Разведчик в Вечном городе. Операции КГБ в Италии - Колосов Леонид Сергеевич 34 стр.


В конце февраля 1956 года в северо-западном районе Вашингтона, в рабочем кабинете шефа Центрального разведывательного управления Аллена Даллеса состоялось не совсем обычное заседание. Помимо хозяина на нем присутствовали: начальник генштаба ВВС генерал Натан Туайнинг, представитель исследовательского института ВВС подполковник Хемлок и член экспертного совета космического комитета полковник Превитт. Даллес, окинув всех быстрым взглядом, бросил: "Разведка, которую мы вели над территорией восточного блока с помощью воздушных шаров, провалилась, господа. Нужны новые средства. Разрешите предоставить слово полковнику Превитту".

Превитт поднялся, достал из вместительного саквояжа фотографии и чертежи самолета, которого никто из присутствующих прежде не видел. Конспективно пояснив технические данные новой машины, полковник подчеркнул: "Этот самолет сможет подниматься выше 21 километра. На такой высоте он будет неуязвим для русских ракет, а тем более истребителей. Автор проекта – главный конструктор фирмы "Локхид" Клиренс Джонсон. Опытный образец изготовлен на заводах этой корпорации".

Слово снова взял Даллес: "Необходимо тщательно координировать наши усилия. В рамках ЦРУ подготовкой серии разведывательных полетов будет заниматься отдел 10–10. Самолет уже имеет кодовое название У-2".

● **Поставленная задача**
Продолжите текст о совещании в кабинете Аллена Даллеса, начав сразу после его последнего предложения.

(Блок данных)
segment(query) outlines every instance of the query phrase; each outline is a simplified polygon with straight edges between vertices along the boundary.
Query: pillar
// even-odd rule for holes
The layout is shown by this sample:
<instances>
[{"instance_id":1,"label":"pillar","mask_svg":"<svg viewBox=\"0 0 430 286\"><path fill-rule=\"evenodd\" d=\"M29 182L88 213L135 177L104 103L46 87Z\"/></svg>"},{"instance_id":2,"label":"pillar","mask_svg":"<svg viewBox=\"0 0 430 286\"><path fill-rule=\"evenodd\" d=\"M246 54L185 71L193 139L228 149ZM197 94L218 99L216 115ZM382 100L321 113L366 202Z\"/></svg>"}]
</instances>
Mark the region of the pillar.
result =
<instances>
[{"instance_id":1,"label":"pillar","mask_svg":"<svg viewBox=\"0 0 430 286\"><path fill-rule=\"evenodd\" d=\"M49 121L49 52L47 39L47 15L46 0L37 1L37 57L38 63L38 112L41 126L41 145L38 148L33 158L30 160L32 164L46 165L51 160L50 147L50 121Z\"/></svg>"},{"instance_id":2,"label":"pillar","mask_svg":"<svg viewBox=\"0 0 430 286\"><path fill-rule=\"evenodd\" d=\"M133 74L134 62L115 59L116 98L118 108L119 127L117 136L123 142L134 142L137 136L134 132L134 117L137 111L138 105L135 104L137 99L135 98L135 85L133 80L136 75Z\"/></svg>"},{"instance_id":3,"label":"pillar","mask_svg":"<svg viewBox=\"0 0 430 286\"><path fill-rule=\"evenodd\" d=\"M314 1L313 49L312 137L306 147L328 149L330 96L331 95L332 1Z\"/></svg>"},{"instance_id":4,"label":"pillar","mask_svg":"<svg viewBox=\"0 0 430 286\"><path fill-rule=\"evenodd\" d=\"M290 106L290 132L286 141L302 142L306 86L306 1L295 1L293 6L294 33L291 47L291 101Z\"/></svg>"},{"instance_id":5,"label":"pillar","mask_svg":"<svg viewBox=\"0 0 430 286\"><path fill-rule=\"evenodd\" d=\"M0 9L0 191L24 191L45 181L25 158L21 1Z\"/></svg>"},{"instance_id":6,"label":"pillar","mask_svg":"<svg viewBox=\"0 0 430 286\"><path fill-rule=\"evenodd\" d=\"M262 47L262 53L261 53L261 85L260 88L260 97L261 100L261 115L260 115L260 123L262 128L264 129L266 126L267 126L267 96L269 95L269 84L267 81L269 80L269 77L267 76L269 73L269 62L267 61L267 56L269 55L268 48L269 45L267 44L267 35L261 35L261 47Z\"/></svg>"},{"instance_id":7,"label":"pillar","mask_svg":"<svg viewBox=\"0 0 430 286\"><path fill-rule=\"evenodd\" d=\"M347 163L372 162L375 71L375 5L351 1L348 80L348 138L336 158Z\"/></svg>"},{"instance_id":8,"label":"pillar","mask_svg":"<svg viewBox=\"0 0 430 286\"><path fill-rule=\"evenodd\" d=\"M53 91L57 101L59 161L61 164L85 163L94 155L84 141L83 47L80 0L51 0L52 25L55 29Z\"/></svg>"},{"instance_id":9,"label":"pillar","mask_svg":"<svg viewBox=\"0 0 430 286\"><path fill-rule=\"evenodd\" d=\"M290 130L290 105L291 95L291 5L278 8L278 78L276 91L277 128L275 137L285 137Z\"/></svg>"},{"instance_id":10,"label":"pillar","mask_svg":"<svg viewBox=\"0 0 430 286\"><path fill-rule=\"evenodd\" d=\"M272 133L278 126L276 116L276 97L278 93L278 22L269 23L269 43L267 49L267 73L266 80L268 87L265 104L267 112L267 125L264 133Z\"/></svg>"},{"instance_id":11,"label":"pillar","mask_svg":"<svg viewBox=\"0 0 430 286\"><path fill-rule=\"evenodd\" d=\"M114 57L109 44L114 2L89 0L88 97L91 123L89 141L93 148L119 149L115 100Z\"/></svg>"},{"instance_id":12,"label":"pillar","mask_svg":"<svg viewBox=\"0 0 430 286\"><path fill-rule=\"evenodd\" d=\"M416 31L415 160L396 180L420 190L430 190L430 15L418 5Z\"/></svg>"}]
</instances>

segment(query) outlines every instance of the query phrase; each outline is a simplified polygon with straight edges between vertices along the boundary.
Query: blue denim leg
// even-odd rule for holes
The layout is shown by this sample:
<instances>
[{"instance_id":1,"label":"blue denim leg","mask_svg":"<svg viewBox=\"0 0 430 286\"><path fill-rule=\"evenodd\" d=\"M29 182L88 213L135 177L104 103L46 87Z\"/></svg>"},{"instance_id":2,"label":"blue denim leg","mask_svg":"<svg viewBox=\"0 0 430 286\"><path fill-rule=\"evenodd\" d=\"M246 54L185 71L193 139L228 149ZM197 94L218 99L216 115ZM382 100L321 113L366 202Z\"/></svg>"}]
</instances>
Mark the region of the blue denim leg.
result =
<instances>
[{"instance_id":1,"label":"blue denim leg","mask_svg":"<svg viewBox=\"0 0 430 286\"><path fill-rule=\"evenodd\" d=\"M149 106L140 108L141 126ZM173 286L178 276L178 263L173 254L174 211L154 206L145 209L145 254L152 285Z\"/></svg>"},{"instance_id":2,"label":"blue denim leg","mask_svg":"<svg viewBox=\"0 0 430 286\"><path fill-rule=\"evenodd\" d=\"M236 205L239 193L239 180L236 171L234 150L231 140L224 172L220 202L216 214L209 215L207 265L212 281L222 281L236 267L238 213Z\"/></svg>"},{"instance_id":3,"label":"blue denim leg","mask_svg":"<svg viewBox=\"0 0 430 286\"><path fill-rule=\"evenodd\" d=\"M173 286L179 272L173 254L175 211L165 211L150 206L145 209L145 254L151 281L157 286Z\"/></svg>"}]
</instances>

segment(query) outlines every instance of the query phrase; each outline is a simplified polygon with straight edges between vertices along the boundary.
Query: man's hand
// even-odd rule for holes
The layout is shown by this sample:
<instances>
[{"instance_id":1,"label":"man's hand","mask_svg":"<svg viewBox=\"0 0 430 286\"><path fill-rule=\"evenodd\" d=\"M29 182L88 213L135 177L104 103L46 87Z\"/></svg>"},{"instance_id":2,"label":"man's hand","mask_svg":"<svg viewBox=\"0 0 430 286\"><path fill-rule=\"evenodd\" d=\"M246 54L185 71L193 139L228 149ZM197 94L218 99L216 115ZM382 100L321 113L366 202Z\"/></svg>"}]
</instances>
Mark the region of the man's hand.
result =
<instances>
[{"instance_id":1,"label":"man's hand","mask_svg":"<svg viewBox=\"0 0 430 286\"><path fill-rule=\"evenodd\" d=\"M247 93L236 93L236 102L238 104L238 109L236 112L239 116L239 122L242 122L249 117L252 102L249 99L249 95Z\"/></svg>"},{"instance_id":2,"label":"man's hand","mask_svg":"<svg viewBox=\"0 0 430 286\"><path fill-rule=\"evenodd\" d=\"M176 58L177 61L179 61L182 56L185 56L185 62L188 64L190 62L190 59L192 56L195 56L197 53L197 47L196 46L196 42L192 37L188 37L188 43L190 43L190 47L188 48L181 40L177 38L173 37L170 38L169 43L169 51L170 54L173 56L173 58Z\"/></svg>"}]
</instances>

● **Ответ на задание**
Между тем Даллес нервничал: как сохранить конспирацию, как уйти от утечки информации об истинных целях, для которых предназначался новый самолет? В редакции газет из кабинетов ЦРУ полетела направленная дезинформация: появился, мол, самолет с высокими техническими данными для метеонаблюдений, а также для измерения радиоактивности высших слоев атмосферы и исследования инфракрасного излучения… Но позже, когда несколько машин У-2 в разных регионах потерпели аварии, один из иностранных журналистов с предельной ясностью написал: "Конечно, это самолет для метеоисследований. Но вместе с тем было бы нелепо полагать, что его нельзя использовать и для разведывательных целей…"

Принимая во внимание, что в октябре 1957 года в СССР был запущен первый искусственный спутник земли, и сознавая в этой связи, на каком уровне находится советская наука и техника в области создания таких кораблей, в Вашингтоне еще в большей степени стали раскручивать маховик антикоммунистической пропаганды. А к тому дню, когда Абелю был вынесен приговор, уровень шпиономании в США дошел до предельной грани, в том числе в верхних эшелонах власти.

Наступил март 1958 года. Незадолго до этого апелляционная жалоба Абеля, пройдя сквозь жесткое бюрократическое сито, наконец попала в апелляционный суд Второго округа Нью-Йорка.

Особенно тяжко Рудольф Иванович, по его словам, в те дни переживал запрет на переписку с семьей. И тогда Донован предложил ему переговорить лично с Даллесом. Он встретился с ним в штаб-квартире ЦРУ – Лэнгли. Вряд ли стоит пересказывать всю затянувшуюся беседу. Приведем лишь одно высказывание шефа ЦРУ. Обращаясь к Доновану, он сказал: "Я хотел бы, чтобы мы имели таких трех-четырех человек, как Абель, в Москве…" Переписку Абелю разрешили, но поставили ее под строжайшую цензуру. Еще при обыске в номере гостиницы были обнаружены шесть микрофильмов с письмами Абелю от его жены и дочери. И этот факт, конечно, стал "вещдоком" в деле полковника.

– Рудольф Иванович, я понимаю, что до ареста вы были поглощены выполнением заданий, передачей информации в Центр. Но хоть какое-то время вам удавалось выкроить, так сказать, для души?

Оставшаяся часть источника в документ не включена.